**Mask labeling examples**
━━━━━━━━━━━━━━━━━━━━

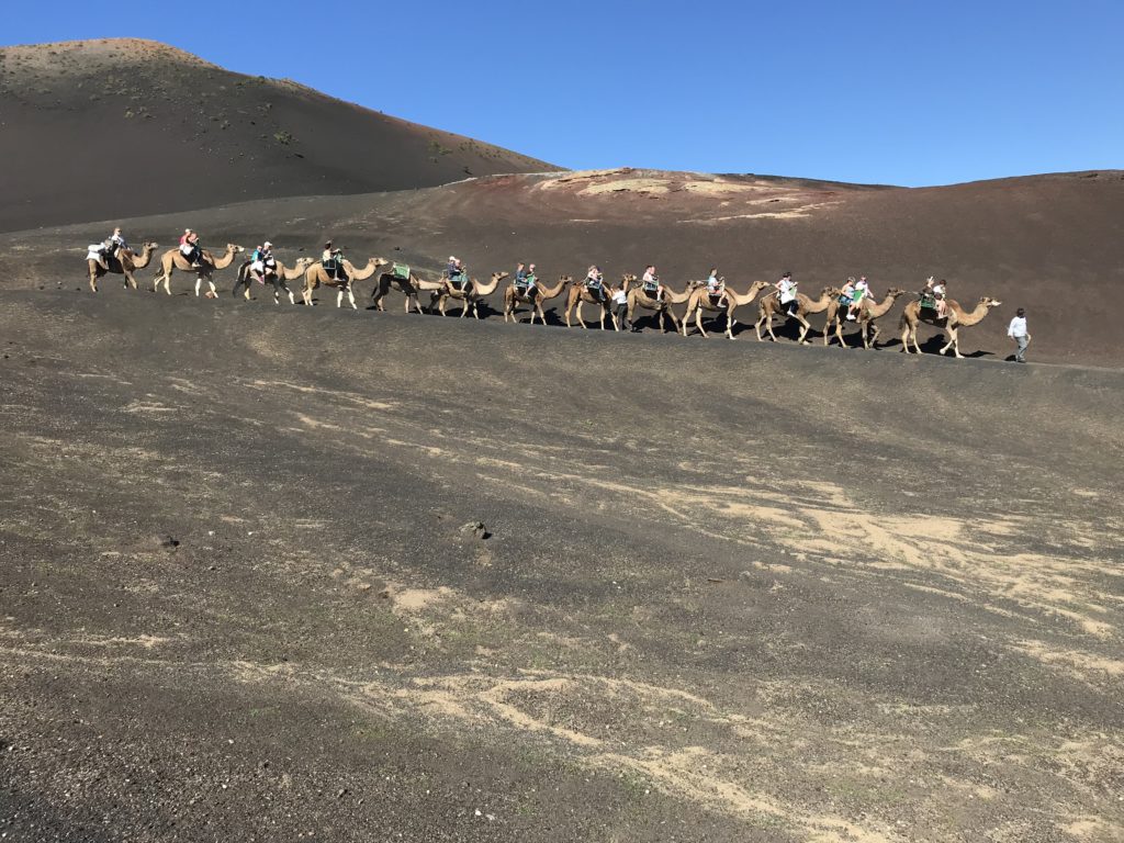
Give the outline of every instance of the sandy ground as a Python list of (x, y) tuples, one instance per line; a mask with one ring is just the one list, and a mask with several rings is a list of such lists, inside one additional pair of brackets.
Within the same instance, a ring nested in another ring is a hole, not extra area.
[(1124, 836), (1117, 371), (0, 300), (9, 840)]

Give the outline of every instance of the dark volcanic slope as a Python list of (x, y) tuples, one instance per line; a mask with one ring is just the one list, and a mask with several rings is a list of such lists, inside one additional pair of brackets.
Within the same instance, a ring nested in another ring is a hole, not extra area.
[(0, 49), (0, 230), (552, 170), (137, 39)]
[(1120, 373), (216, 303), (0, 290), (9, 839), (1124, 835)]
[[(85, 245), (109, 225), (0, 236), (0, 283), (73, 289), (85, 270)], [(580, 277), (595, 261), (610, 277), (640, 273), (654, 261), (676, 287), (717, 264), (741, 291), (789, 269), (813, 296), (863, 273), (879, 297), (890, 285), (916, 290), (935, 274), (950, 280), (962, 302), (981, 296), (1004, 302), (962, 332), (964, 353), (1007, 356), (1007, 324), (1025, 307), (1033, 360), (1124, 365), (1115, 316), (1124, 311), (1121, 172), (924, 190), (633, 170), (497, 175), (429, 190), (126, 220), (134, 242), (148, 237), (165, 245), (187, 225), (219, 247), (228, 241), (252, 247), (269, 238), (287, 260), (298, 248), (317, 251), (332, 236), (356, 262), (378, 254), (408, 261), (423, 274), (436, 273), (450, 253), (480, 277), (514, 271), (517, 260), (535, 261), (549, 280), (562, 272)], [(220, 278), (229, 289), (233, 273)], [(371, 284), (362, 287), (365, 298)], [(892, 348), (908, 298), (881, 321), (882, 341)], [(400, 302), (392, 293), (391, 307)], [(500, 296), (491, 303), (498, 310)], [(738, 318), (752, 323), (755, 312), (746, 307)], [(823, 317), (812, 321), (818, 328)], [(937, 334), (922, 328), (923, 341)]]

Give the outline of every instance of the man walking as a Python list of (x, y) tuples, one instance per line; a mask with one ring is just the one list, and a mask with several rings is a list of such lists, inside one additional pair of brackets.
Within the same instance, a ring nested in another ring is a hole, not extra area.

━━━━━━━━━━━━━━━━━━━━

**Set exercise**
Rewrite the lines above as a Markdown table with the columns Row and Line, starting at the first line and stopping after the line that contains "[(1124, 836), (1117, 371), (0, 300), (9, 840)]". Omit blank lines and the pictures.

**Reply**
| Row | Line |
|---|---|
| 1 | Give the outline of every instance of the sandy ground as a Python list of (x, y) tuples, one instance per line; a mask with one ring is just the one list, and a mask with several rings is a list of such lists, inside one additional pair of brackets. |
| 2 | Within the same instance, a ring nested in another ring is a hole, not extra area. |
| 3 | [(1124, 836), (1117, 371), (0, 300), (9, 840)] |